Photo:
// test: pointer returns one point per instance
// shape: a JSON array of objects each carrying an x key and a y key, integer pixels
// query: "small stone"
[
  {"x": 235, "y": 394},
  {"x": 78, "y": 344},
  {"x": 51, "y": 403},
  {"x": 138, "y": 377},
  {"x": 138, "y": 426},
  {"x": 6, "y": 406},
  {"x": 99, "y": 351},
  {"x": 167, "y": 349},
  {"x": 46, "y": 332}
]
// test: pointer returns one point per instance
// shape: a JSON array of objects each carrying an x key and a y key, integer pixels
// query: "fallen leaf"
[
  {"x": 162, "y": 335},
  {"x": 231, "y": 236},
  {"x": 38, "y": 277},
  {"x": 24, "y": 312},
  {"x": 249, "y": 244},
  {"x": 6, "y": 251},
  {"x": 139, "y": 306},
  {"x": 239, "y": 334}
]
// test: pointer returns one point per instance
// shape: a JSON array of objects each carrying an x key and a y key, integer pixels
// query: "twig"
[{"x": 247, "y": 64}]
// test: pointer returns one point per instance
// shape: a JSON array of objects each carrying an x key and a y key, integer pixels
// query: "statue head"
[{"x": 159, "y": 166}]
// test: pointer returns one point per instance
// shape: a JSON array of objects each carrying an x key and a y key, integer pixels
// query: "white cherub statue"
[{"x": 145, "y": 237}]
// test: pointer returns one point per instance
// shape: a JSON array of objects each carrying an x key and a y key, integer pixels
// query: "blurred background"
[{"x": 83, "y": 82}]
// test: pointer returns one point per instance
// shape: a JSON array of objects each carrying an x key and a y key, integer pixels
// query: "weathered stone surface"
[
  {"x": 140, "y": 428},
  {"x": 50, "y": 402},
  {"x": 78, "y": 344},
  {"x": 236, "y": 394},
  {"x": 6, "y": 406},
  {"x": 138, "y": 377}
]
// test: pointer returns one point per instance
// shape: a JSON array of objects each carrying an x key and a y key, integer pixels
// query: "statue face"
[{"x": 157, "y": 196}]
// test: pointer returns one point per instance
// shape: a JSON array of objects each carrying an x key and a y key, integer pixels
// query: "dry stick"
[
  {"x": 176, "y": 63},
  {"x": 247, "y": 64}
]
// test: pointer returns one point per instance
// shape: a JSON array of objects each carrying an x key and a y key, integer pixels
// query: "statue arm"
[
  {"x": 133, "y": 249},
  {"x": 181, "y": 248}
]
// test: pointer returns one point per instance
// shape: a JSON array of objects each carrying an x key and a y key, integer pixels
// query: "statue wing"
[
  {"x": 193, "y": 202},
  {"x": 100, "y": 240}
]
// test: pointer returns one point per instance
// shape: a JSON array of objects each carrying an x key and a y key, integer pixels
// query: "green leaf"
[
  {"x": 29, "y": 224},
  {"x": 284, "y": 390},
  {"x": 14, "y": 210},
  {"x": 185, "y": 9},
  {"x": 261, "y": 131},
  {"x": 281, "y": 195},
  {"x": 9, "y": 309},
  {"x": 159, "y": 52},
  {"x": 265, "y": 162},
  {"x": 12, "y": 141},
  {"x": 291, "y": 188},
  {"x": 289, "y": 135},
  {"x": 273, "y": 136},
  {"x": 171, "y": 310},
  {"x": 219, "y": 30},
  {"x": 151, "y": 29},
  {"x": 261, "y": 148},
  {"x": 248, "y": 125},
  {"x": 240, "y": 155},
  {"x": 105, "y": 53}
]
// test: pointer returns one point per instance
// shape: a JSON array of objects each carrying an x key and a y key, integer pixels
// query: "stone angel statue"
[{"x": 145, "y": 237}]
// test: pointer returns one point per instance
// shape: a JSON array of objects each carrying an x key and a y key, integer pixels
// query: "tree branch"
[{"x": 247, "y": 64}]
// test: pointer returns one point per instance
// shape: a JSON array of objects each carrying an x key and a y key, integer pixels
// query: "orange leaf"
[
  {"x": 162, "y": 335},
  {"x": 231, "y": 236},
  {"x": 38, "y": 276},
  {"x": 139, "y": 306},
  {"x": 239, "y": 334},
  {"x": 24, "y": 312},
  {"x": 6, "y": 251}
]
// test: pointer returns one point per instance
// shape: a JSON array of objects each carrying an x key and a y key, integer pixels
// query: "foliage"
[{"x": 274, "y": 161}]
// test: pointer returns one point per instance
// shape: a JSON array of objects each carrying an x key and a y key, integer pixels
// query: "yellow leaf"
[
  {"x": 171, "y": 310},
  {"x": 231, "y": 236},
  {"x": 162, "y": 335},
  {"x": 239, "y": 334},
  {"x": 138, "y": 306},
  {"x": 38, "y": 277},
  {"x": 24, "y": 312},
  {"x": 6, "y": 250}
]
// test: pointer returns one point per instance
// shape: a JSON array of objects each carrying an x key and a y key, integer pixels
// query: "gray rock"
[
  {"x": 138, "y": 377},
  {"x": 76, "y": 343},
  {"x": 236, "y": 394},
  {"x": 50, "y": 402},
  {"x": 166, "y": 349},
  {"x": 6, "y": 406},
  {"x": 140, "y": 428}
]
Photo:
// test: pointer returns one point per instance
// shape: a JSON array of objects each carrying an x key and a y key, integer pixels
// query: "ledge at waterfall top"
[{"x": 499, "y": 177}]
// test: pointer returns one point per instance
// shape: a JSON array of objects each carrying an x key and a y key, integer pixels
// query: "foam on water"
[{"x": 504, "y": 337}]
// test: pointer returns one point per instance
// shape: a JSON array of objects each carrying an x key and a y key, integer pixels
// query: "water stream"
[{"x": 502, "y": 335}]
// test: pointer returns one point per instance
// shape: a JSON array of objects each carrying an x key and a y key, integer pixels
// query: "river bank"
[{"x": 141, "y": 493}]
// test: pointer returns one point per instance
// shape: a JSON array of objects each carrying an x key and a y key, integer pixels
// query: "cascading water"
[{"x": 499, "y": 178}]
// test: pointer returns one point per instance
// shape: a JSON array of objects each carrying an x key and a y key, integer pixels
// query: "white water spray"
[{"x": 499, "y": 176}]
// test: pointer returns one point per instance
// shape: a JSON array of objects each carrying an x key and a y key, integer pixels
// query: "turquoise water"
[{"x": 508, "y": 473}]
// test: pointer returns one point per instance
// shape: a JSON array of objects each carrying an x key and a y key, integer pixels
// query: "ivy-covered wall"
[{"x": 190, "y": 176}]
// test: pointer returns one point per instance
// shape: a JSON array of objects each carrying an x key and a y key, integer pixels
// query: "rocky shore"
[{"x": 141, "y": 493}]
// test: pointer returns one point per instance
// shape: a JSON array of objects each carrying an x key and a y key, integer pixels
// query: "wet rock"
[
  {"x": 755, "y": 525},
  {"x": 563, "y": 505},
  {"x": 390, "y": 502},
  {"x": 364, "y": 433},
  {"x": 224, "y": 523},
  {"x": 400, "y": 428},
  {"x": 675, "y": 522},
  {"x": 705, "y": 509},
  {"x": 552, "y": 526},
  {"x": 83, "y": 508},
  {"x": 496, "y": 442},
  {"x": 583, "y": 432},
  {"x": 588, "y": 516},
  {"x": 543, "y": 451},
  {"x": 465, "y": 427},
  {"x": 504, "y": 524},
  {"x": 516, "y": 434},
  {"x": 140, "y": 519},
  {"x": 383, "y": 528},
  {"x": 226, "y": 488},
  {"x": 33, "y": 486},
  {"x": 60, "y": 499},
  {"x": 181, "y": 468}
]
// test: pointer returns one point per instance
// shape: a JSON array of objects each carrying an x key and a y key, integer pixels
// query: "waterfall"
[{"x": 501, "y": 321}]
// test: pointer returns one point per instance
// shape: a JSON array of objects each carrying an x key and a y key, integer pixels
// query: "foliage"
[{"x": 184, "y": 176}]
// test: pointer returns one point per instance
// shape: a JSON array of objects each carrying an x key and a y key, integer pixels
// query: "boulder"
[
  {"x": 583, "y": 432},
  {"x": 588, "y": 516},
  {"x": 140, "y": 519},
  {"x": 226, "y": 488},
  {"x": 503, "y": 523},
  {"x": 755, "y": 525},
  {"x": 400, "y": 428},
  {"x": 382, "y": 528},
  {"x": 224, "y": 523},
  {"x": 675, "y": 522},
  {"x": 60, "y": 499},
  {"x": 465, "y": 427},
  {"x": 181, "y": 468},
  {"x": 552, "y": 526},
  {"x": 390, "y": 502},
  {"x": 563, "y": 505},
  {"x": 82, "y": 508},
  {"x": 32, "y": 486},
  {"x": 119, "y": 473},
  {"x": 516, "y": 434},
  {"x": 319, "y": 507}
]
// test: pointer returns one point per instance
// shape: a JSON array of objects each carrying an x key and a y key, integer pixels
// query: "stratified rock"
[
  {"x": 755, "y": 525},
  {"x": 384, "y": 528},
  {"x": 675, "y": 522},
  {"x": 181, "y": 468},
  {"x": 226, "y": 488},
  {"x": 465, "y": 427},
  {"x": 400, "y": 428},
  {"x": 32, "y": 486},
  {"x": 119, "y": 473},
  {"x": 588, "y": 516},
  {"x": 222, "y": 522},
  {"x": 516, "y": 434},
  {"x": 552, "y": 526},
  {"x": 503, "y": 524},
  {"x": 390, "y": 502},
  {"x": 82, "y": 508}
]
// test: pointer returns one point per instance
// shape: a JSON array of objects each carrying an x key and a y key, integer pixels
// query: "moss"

* * * *

→ **What is needed**: Collect each line of the listing above that contains the string "white".

→ **Answer in full**:
// query: "white cherub statue"
// query: "white water spray"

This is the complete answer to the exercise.